* Passage given:
---------------

Day 0: London to Dieppe (5th September 2008)
Not the Friday evening send off we had hoped for – torrential rain is forecast and we are absolutely soaked before we left London. I spent the train ride down to Newhaven stuffing newspaper stuffing in my only pair of trainers for the trip. With a decently strong storm hitting England and Northern France we considered buying better wet weather gear, or possibly even catching the first train out of Dieppe in the morning to warmer climes, but we were already on our way. Changing at Lewes we were directed to the bike carriage of the train through to Newhaven. We rushed our bikes on board to find four other cyclist crushed in the entrance way with us. “Heading for the ferry?” they asked us – and what else would you be doing with two panniers on the back of your bike on a late and stormy Friday night. “Couldn't resist the weather forecast?”
Despite waiting in the bracing wind for half an hour riding bikes onto a cross channel ferry is pretty good fun – you are climbing into the cavernous mouth of a metal whale of sorts. We'd opted out of the comfort / expense of a private cabin for the five hour journey so were pretty stoked to find an almost empty and quiet cabin where we could recline in chairs get a few precious hours sleep and dry the rest of our stuff.
Day 1: Dieppe to Fecamp (6th September)

---------------

* Given records:
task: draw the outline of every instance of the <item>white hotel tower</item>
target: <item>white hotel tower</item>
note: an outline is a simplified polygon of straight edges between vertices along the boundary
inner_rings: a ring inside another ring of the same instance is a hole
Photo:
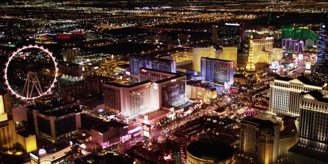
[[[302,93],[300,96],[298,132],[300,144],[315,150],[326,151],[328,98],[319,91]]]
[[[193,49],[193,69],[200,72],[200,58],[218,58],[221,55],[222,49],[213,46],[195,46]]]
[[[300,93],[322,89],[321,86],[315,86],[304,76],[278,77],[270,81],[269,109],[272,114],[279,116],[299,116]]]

---------------

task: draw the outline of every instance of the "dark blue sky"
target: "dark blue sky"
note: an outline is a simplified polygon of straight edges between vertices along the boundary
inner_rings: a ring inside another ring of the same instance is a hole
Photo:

---------------

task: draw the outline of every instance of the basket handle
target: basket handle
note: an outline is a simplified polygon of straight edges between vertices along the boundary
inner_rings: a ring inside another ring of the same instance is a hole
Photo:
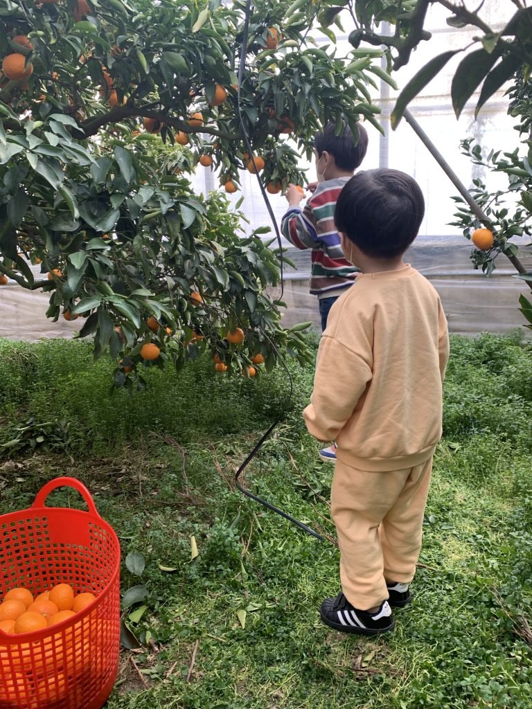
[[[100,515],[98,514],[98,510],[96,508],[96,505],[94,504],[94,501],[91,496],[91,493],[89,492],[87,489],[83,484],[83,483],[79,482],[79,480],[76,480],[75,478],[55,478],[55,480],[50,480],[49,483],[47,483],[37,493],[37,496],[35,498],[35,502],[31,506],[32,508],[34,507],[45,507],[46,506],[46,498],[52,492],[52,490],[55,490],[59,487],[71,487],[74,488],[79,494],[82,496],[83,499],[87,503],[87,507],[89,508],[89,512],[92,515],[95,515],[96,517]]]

---------------

* What needs to be done: Reproduce word for word the part of the cycling journal that opens with the words containing "Despite waiting in" and closes with "of our stuff.". None of the material is needed here.

* Task response:
Despite waiting in the bracing wind for half an hour riding bikes onto a cross channel ferry is pretty good fun – you are climbing into the cavernous mouth of a metal whale of sorts. We'd opted out of the comfort / expense of a private cabin for the five hour journey so were pretty stoked to find an almost empty and quiet cabin where we could recline in chairs get a few precious hours sleep and dry the rest of our stuff.